Data provided:

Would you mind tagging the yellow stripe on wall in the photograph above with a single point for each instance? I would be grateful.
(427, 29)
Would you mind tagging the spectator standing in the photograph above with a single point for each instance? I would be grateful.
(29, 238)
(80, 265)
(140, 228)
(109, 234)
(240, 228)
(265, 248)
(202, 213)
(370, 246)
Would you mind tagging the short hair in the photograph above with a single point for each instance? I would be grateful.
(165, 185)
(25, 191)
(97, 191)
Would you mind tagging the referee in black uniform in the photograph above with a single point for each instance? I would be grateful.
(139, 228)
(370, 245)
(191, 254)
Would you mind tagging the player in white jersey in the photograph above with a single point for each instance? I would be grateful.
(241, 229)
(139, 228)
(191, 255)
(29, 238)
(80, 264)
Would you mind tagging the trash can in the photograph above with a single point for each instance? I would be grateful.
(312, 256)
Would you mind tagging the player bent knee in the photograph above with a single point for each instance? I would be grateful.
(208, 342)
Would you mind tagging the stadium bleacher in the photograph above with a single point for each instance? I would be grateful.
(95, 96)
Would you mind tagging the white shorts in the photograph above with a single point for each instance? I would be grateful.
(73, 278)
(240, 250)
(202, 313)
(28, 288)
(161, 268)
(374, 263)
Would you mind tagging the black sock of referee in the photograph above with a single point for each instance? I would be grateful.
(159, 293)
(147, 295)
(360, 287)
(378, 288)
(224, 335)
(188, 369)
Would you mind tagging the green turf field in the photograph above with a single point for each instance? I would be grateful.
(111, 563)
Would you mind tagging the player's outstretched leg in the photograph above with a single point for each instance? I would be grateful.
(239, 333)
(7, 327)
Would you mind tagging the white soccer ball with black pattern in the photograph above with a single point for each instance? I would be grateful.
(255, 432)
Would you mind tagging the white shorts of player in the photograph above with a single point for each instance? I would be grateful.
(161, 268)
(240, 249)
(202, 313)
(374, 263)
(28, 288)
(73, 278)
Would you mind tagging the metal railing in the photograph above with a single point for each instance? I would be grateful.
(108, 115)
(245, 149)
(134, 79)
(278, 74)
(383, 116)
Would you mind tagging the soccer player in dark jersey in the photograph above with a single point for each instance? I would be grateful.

Written task:
Please copy out the records word for word, starting at the line that contains "Would you mind tagging the player's" and ending with the last line of the records.

Output for this exercise:
Would you mind tagging the player's outstretched leg in the photograph above with a single point for each instance? I would be grateful.
(239, 333)
(7, 327)
Would you mind tagging the white soccer ball with black pattern in the photograph above with a single point for each instance? I would be grateful.
(255, 432)
Would you mind tagging the white shorts of player in the photograph above with a single point for each instance? I would be grateful.
(161, 268)
(240, 249)
(202, 313)
(374, 263)
(28, 288)
(73, 278)
Would you mind tagging the metal railing in the photograph above with a single point for each instance? I would be grateful.
(108, 115)
(245, 149)
(134, 79)
(278, 74)
(383, 116)
Would you mind tagging the soccer player in dark jersey in the photograph above with a single point for each instance? I would be grateful.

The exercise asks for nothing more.